**SELECTED PASSAGE:**
═══

New Hampshire will end a $300-per-week federal unemployment aid program next month, long before those benefits expire nationwide in September, Gov. Chris Sununu announced Tuesday.

That supplemental assistance will no longer be available to Granite Staters on June 19, Sununu said in a news conference. The announcement came less than a week after the governor signaled his intention to end the federal benefits, citing employers’ complaints that they can’t find workers because jobless aid is too high.

In another effort to encourage people to find employment, Sununu also announced Tuesday that the state will offer up to $1,000 to residents who return to work in the coming months.

The $10 million stipend program, which will distribute emergency federal funds, aims to incentivize unemployed Granite Staters to join the workforce, he said in the news conference.

The state’s unemployment rate has dropped from 16 percent last spring to 2.8 percent — close to its pre-pandemic level — Sununu said Tuesday. However, about 15,000 fewer people are now working in New Hampshire than were doing so before the pandemic, he said.

In an effort to boost that number, the new Summer Stipend Program will give $1,000 to people currently on the state’s unemployment rolls after they’ve returned to work full-time for eight consecutive weeks. It will also offer $500 for those who return to a part-time job for that period.

The program began Tuesday, Sununu said, so people who find employment immediately will be able to apply for aid eight weeks from now.

═══

**SUPPLIED INFORMATION:**
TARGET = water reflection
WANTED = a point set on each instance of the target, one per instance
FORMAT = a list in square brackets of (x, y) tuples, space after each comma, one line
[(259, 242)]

═══

**LIST OF TASKS:**
(1) Answer these questions from the article on New Hampshire's unemployment aid:
(a) On what date will the $300-per-week federal benefit stop being available in New Hampshire?
(b) What is the total size of the stipend program?
(c) How much will someone receive for returning to a part-time job for eight weeks?
(2) Write the next few sentences of the article on New Hampshire's unemployment aid, picking up after its final sentence.

**YOUR WRITTEN ANSWERS:**
(1)
(a) June 19.
(b) $10 million.
(c) $500.

(2)
“The timing works really well with our summer tourism season,” he said, noting that many hospitality businesses are looking for workers.

The employment stipends will be available on a first-come, first-served basis, according to Sununu. With $10 million available, at least 10,000 people will have the opportunity to receive its payouts — though he said people who start a job paying more than $25 per hour won’t be eligible for the new program.

Sununu encouraged anyone worried that returning to work will expose them to COVID-19 to get vaccinated.

“It’s a key mitigation measure,” he said. “... If you’re not willing to get vaccinated and you’re still concerned about re-entering the workforce — if not now, then when?”

Approximately 35,000 people in New Hampshire are collecting unemployment aid, Sununu said Tuesday. All of them qualify for the $300 federal jobless benefits, which Congress included in emergency relief packages in December and March. People out of work will continue to receive unemployment from the state when the supplemental aid expires next month.